**Text**
How to use Dgraph for OLAP data analysis

When it comes to data analytics, you don't always have the luxury of using the best-of-the-best tools for every task.

Whatever tool gets the job done today is always better than waiting around for a tool that could do it better but that you don't have on hand, maybe due to time, resources, or availability. A perfect example is the tools needed for OLTP vs. OLAP.

In this blog post, we'll explore how Dgraph—a graph database optimized for Online Transaction Processing (OLTP) and deeply nested queries—can also be used effectively for Online Analytical Processing (OLAP) use cases. We'll highlight Dgraph's analytical capabilities through examples and practical techniques for designing analytical solutions without needing an additional OLAP solution.

Let's dive in.

What is OLTP vs. OLAP?

OLTP (Online Transaction Processing) focuses on processing day-to-day transactions, while OLAP (Online Analytical Processing) is geared toward analyzing data from multiple sources to support business decision-making.

**Dataset section**
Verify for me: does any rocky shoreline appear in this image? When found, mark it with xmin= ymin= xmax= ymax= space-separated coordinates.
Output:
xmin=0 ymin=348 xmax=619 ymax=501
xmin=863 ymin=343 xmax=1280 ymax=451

**Exercise set**
a – In the text on Dgraph, what is Dgraph described as being optimized for?
b – Reproduce the stretch of the Dgraph text from "How to use Dgraph" through "OLTP vs. OLAP?", substituting "option" for "luxury".

**Per-task outputs**
a – Online Transaction Processing (OLTP) and deeply nested queries.

b –
How to use Dgraph for OLAP data analysis

When it comes to data analytics, you don't always have the option of using the best-of-the-best tools for every task.

Whatever tool gets the job done today is always better than waiting around for a tool that could do it better but that you don't have on hand, maybe due to time, resources, or availability. A perfect example is the tools needed for OLTP vs. OLAP.

In this blog post, we'll explore how Dgraph—a graph database optimized for Online Transaction Processing (OLTP) and deeply nested queries—can also be used effectively for Online Analytical Processing (OLAP) use cases. We'll highlight Dgraph's analytical capabilities through examples and practical techniques for designing analytical solutions without needing an additional OLAP solution.

Let's dive in.

What is OLTP vs. OLAP?